LISTA DE TAREAS →
**a.** Convierte en una lista breve el párrafo del texto sobre la quínoa costera y los productos marinos que empieza con «Otro producto que siento». Conserva sus datos principales.
**b.** Prosigue el texto sobre la quínoa costera y los productos marinos a partir de su última oración.

TEXTO DE LECTURA →
Otro producto que siento como símbolo de identidad profunda es la quínoa del secano costero, conocida por los pueblos originarios como Dahue o Dawe. A diferencia de la quínoa andina, este eco tipo crece a nivel del mar y tiene una expresión completamente distinta, tanto en sabor como en historia. Según estudios arqueológicos liderados por la Dra. María Teresa Planella y otras investigadoras, se han encontrado evidencias de su consumo en nuestra región desde hace más de 11.000 años, como lo demuestran los análisis de polen en la laguna de Tagua Tagua. En paralelo, sigue viva en la actualidad a través de prácticas como la Fiesta de la Virgen de las Nieves en Paredones, que celebra la siembra y cosecha de la quínoa. Desde el año 2008 he participado en esta festividad con mi cocina en vivo, realizando degustaciones masivas y promoviendo su revalorización cultural y productiva entre campesinos, agricultores y comunidades locales.
Finalmente, no puedo dejar de mencionar toda la biodiversidad de productos marinos invisibilizados y no valorizados, que son únicos y exquisitos. Desde algas hasta peces olvidados, estas especies representan una oportunidad para una alimentación futura más justa, sostenible y soberana. Esta línea ha sido parte de mi trabajo de investigación junto a la Red de Ciencia y Arte de la Universidad de O’Higgins, disponible en fabiangallardo.cl/alimentario-marino-del-chile, donde agradezco profundamente a las familias mareras que han transmitido estos conocimientos de generación en generación.

ENTRADAS EXTRAÍDAS →
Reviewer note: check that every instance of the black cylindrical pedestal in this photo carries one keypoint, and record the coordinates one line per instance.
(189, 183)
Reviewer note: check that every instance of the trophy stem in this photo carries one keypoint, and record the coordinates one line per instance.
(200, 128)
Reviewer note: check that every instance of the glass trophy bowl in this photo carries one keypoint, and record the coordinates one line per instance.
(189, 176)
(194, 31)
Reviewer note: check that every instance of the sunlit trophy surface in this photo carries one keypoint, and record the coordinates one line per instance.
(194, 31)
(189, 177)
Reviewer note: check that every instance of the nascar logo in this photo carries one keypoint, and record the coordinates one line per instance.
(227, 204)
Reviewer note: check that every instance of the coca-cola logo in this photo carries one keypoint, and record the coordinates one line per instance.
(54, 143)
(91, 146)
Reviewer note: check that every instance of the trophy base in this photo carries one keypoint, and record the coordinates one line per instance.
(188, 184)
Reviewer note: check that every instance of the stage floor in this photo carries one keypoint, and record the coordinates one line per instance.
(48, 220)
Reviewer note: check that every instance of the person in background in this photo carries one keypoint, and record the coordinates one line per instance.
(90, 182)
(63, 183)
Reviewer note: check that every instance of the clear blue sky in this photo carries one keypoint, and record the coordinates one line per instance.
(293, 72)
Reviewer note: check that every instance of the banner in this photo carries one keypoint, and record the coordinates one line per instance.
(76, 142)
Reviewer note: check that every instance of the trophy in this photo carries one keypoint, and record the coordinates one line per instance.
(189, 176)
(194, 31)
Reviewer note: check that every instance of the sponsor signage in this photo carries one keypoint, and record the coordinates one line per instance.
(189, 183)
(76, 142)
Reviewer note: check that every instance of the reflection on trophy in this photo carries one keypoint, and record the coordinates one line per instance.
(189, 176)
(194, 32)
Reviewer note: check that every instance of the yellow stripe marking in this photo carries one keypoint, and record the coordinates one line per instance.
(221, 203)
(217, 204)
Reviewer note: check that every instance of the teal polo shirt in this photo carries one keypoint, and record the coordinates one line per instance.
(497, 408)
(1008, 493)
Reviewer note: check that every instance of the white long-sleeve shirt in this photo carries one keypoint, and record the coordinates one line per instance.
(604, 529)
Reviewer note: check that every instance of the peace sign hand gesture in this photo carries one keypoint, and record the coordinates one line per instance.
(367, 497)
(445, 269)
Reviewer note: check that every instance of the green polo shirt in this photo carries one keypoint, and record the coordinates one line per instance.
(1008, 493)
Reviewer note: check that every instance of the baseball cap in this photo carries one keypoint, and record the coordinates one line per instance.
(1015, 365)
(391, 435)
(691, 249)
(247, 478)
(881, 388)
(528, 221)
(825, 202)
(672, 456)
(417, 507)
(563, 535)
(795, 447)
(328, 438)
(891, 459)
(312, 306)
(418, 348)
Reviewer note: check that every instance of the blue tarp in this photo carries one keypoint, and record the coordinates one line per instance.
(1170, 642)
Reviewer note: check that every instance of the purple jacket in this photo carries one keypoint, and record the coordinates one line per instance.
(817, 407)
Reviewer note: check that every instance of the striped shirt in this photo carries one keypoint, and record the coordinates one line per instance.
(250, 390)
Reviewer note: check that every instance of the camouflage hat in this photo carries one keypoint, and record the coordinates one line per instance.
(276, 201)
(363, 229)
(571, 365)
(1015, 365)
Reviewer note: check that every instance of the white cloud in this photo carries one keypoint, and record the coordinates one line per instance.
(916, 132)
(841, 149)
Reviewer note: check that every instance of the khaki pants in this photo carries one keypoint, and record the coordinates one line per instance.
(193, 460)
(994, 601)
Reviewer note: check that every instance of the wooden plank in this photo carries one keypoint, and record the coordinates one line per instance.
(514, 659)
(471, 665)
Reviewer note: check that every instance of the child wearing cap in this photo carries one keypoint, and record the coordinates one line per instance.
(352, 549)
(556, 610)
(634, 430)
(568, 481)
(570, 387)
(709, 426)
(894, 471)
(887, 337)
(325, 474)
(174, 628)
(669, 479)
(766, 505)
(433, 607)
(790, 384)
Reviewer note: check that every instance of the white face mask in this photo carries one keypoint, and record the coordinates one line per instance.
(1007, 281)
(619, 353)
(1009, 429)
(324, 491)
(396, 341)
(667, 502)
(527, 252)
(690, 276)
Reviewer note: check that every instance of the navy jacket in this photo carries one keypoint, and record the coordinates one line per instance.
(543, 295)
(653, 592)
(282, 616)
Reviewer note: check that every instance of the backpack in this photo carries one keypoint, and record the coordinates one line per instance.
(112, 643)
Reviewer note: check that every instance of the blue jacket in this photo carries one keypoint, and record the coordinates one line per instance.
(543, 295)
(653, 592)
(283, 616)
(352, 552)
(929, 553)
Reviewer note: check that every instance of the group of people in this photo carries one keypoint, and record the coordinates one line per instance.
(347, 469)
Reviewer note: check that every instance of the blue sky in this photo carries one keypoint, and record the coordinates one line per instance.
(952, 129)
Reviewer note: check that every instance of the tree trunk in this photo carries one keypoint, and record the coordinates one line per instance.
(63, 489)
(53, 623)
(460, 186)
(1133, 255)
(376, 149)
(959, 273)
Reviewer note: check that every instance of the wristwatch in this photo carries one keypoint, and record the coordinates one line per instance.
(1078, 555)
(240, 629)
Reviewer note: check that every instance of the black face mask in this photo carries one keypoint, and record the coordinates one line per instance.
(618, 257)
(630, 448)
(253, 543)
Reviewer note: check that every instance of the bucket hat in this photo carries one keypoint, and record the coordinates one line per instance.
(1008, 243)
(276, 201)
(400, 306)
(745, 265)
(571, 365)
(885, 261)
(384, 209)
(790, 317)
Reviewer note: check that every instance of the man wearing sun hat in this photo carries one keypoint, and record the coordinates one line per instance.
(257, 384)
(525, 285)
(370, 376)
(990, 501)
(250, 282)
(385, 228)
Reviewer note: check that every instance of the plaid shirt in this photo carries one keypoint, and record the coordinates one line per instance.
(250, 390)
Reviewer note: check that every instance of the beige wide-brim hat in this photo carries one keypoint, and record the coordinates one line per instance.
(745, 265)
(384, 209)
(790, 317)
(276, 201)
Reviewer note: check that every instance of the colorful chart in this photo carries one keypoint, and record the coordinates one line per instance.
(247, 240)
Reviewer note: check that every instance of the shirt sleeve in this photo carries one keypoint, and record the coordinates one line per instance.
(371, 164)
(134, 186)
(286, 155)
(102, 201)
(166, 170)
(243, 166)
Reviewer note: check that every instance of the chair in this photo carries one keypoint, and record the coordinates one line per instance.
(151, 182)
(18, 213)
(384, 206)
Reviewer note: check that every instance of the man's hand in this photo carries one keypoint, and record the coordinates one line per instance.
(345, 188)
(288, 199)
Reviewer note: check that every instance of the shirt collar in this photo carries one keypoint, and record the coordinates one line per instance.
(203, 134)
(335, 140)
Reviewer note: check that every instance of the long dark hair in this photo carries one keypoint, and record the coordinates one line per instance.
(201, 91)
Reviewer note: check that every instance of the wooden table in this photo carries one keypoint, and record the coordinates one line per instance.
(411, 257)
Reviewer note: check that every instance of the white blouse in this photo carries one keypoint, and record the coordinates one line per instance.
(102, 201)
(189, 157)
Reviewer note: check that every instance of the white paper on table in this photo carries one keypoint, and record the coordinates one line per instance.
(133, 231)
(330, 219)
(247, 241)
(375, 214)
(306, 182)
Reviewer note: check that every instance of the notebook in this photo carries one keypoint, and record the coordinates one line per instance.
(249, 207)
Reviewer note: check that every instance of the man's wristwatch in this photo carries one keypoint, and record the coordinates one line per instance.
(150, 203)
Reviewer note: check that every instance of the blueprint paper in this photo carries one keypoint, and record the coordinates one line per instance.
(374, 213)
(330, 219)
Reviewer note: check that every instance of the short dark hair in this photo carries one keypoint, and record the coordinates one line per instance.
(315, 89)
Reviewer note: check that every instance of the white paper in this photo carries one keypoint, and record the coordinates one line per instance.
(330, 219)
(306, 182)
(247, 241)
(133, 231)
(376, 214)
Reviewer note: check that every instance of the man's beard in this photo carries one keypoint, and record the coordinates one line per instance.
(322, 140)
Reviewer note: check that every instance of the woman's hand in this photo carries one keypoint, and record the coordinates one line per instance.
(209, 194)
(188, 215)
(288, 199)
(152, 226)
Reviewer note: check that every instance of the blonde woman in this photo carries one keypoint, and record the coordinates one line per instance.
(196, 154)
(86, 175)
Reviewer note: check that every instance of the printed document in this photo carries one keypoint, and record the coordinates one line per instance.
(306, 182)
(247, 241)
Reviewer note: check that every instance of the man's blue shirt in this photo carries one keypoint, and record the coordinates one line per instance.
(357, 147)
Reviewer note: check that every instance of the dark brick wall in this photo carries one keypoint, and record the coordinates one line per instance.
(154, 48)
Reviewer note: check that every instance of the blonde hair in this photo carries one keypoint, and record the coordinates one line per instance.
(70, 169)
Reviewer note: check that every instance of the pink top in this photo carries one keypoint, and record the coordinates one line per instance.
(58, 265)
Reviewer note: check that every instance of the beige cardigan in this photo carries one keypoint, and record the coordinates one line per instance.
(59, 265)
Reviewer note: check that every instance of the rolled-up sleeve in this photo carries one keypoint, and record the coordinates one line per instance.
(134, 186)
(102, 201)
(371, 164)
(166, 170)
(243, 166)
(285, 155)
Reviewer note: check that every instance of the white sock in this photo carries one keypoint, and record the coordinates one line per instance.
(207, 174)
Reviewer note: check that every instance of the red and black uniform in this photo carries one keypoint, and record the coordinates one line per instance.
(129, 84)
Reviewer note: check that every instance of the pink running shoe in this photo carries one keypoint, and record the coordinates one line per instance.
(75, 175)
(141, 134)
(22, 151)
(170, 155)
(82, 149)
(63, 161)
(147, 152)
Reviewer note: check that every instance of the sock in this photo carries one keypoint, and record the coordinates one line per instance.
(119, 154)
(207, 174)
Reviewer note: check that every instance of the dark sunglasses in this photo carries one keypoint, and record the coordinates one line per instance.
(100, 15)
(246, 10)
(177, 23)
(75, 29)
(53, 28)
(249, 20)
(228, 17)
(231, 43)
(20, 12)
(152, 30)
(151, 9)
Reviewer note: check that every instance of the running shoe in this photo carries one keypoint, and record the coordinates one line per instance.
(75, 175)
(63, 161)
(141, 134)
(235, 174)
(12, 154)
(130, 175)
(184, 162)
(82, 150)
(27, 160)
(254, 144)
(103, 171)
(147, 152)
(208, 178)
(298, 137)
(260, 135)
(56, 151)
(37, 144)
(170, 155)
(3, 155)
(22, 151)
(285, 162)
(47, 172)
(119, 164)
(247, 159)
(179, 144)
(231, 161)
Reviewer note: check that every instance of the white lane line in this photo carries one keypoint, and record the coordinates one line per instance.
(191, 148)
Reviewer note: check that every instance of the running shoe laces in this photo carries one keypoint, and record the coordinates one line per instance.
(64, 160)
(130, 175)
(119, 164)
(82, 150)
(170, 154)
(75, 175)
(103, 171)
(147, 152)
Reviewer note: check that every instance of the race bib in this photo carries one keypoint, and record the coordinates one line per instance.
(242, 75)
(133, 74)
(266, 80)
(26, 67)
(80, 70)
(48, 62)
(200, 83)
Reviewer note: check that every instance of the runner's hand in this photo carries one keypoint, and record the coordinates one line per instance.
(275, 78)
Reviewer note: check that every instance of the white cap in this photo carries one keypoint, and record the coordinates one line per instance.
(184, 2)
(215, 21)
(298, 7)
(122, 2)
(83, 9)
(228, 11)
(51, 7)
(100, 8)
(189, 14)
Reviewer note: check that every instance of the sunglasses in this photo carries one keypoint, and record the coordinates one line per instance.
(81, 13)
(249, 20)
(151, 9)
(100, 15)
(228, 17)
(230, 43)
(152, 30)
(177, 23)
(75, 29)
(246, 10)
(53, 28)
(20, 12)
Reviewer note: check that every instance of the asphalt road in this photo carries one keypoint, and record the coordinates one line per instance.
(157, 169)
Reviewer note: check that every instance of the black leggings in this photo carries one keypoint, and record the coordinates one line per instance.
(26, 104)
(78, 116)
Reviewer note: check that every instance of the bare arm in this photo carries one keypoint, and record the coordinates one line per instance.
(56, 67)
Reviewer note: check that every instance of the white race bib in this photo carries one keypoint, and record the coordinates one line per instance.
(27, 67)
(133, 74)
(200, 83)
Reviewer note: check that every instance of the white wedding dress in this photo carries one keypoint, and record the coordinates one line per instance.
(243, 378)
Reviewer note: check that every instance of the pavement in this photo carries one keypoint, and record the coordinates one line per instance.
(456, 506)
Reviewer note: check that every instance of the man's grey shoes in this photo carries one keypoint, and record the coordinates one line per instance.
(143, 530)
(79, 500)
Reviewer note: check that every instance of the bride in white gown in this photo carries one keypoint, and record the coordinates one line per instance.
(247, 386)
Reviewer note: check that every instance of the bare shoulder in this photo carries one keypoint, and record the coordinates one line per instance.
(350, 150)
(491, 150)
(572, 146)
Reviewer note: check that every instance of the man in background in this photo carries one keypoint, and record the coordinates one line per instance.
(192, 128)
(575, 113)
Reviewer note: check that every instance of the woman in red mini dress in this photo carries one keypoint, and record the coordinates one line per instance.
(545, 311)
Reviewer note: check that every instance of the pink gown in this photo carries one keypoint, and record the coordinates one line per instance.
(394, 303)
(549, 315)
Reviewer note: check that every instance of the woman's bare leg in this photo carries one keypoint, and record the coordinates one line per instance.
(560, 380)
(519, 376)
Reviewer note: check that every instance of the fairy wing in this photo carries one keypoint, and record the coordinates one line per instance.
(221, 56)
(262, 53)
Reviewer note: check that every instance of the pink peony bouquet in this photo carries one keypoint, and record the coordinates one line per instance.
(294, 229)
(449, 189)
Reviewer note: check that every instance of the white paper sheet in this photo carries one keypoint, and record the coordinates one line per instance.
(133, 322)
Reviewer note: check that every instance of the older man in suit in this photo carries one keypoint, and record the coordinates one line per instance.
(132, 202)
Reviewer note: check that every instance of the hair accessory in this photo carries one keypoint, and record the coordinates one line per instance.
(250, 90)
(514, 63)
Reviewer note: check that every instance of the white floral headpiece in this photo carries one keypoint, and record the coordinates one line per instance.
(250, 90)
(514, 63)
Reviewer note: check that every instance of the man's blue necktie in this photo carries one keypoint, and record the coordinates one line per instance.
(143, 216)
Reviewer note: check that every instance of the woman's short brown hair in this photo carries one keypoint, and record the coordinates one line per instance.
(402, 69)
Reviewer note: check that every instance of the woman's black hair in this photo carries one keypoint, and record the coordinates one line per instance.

RESULTADOS EN ORDEN →
**a.**
- La quínoa del secano costero, que los pueblos originarios llaman Dahue o Dawe, es para mí un símbolo de identidad profunda.
- A diferencia de la quínoa andina, este ecotipo crece a nivel del mar y se distingue en sabor y en historia.
- Hay estudios arqueológicos liderados por la Dra. María Teresa Planella y otras investigadoras. Según los análisis de polen en la laguna de Tagua Tagua, en la región se consume desde hace más de 11.000 años.
- Hoy sigue viva en la Fiesta de la Virgen de las Nieves en Paredones, que celebra su siembra y cosecha.
- Desde 2008 participo en esa fiesta con cocina en vivo y degustaciones masivas. Así promuevo su revalorización cultural y productiva entre campesinos, agricultores y comunidades locales.

**b.**
En resumen, mi producto predilecto no es uno, sino todos aquellos que, con historia y memoria, nos invitan a cocinar con pertenencia y propósito.
Tu mejor elemento en la cocina es:
Mi mejor elemento en la cocina, y el primero que reconozco como indispensable, es el agua. El agua es origen, es vida. Es el componente esencial de toda existencia —animal, vegetal, fúngica— y sin ella, simplemente, no hay cocina ni mundo posible. Es el primer elemento que recibimos al llegar a la vida y el último que regresa a la tierra con nosotros. En la cocina, el agua es transporte, es cocción, es limpieza, es unión de sabores, es memoria líquida del territorio. Es lo que hidrata los granos, suaviza las raíces, despierta la levadura y transmite el calor. Respetar el agua es respetar el ciclo vital que hace posible cualquier alimento.
Pero si el agua da la vida, el elemento que me representa como cocinero es el fuego. El fuego es el símbolo de transformación, es lo que permite pasar del crudo al cocido, del alimento al plato. Es lo que exige respeto, técnica, intuición y experiencia. El fuego fue, históricamente, lo que nos permitió conservar, compartir y desarrollar nuestra cultura alimentaria. Y en mi caso personal, el fuego ha sido el centro de mi cocina en vivo, de mis ofrendas culinarias y de mis procesos creativos. Cocinar con fuego es cocinar con historia, con emoción y con conciencia del entorno.
Ambos elementos —agua y fuego— me enseñan que cocinar no es sólo técnica: es entender los ritmos, los equilibrios y los símbolos del mundo natural. En mi Cocina Territorial, estos elementos no son sólo herramientas, sino protagonistas invisibles que dan vida y sentido a cada preparación.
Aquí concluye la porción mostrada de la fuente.